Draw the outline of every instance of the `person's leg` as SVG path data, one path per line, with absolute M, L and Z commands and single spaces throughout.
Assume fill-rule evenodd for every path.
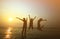
M 26 32 L 27 32 L 26 30 L 27 30 L 27 29 L 25 28 L 25 29 L 24 29 L 24 39 L 26 39 Z
M 33 29 L 33 25 L 31 26 L 31 28 Z
M 22 32 L 21 32 L 21 39 L 24 39 L 24 29 L 22 29 Z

**How to complete this task:**
The response should repeat every entry above exactly and include none of the pictures.

**Completed task:**
Draw the outline of every instance of the `person's leg` as SVG path data, one path per line, with absolute M, L and Z commands and single spaces throughout.
Assume fill-rule evenodd for every path.
M 26 32 L 27 32 L 26 30 L 27 30 L 27 29 L 25 28 L 25 29 L 24 29 L 24 39 L 26 39 Z
M 33 29 L 33 25 L 31 26 L 31 28 Z
M 22 32 L 21 32 L 21 39 L 24 39 L 24 29 L 22 29 Z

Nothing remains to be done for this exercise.